Set exercise - Collect each line of the items below that contains the word "mask".

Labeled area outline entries
· · ·

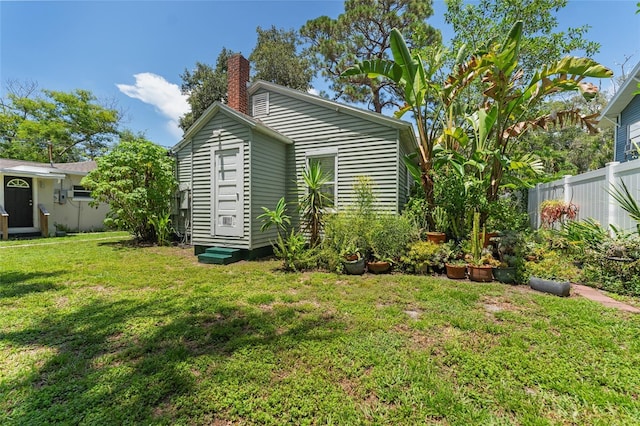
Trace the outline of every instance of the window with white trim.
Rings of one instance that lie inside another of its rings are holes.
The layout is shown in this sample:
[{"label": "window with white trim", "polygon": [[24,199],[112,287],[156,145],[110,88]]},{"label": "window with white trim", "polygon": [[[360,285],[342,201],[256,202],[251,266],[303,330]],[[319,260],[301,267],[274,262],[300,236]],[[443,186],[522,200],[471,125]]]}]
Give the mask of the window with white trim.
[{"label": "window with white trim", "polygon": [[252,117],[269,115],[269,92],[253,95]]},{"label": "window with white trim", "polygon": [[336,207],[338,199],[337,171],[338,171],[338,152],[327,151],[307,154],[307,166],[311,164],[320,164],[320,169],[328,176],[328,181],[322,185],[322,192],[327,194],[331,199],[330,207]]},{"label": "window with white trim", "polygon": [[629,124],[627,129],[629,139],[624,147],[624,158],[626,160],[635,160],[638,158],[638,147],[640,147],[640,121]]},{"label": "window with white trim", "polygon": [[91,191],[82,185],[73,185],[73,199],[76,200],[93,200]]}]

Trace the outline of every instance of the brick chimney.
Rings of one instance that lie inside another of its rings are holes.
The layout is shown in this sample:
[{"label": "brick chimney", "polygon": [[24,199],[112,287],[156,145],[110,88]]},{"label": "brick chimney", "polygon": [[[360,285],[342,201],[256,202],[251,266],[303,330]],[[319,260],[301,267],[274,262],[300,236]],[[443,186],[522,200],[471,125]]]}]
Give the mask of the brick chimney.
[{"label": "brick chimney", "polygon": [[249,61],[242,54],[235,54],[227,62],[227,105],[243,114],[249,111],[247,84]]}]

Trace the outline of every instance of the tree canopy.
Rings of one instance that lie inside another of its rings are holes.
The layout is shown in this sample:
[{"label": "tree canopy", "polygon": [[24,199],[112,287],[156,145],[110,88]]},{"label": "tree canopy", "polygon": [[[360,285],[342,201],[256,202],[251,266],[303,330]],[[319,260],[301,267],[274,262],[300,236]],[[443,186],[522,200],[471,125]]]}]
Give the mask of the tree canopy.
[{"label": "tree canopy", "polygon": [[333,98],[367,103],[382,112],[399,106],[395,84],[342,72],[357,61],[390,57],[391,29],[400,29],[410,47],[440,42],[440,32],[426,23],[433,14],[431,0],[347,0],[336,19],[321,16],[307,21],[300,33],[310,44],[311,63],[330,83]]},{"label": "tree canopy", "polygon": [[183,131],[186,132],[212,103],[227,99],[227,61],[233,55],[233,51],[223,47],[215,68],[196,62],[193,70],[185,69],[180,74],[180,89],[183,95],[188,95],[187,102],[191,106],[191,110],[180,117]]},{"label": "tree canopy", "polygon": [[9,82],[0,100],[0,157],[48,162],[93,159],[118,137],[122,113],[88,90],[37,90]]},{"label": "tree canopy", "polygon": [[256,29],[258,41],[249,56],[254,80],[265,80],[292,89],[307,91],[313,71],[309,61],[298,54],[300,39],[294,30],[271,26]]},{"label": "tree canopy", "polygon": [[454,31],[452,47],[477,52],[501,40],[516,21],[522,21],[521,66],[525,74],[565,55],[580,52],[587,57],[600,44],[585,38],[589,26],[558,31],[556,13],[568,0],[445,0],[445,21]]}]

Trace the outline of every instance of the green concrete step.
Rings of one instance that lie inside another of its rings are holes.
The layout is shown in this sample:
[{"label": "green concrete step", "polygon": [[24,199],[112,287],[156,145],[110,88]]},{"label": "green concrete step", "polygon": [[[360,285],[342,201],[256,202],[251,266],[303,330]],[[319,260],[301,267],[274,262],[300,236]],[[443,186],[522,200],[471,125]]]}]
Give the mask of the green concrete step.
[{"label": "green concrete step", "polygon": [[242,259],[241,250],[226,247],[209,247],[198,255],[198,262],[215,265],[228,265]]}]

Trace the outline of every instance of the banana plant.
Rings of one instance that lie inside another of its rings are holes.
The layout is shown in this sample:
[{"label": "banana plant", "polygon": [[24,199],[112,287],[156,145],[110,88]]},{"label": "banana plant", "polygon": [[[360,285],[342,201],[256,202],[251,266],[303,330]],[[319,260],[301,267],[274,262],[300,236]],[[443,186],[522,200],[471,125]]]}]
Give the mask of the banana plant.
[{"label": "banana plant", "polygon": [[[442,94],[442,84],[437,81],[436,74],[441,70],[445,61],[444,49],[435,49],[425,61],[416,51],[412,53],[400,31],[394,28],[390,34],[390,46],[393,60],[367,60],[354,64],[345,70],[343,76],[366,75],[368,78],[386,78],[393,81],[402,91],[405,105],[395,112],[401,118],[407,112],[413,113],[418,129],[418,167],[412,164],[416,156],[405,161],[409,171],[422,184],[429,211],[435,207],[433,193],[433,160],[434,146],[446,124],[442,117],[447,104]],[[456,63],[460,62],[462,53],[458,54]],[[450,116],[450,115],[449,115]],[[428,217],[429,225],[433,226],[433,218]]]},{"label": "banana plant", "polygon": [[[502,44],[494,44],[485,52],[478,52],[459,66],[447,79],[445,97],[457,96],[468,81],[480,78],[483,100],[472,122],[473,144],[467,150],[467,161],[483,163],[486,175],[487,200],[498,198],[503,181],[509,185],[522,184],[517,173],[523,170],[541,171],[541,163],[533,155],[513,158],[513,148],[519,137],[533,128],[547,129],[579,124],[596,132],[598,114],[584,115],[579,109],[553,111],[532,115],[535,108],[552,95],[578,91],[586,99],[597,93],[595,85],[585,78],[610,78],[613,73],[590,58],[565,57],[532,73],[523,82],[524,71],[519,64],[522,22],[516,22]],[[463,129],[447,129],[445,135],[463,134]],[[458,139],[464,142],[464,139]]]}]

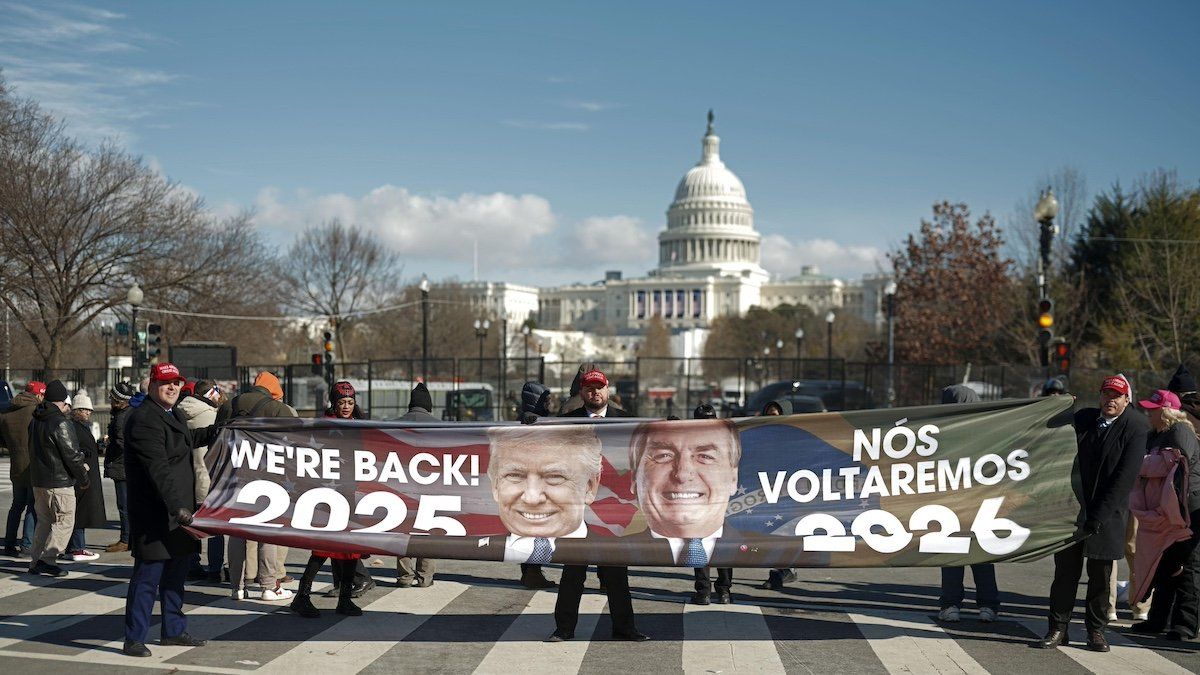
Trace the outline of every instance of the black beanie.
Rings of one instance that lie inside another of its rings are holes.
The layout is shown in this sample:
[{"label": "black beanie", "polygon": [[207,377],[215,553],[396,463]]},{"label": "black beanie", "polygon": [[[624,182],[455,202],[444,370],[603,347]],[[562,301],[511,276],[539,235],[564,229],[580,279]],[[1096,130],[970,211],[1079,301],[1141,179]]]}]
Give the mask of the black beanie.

· · ·

Solution to this exercise -
Give the mask of the window with white trim.
Give the mask of the brick chimney.
Give the mask of the tree canopy.
Give the mask of the green concrete step.
Give the mask of the banana plant.
Give the mask of the black beanie.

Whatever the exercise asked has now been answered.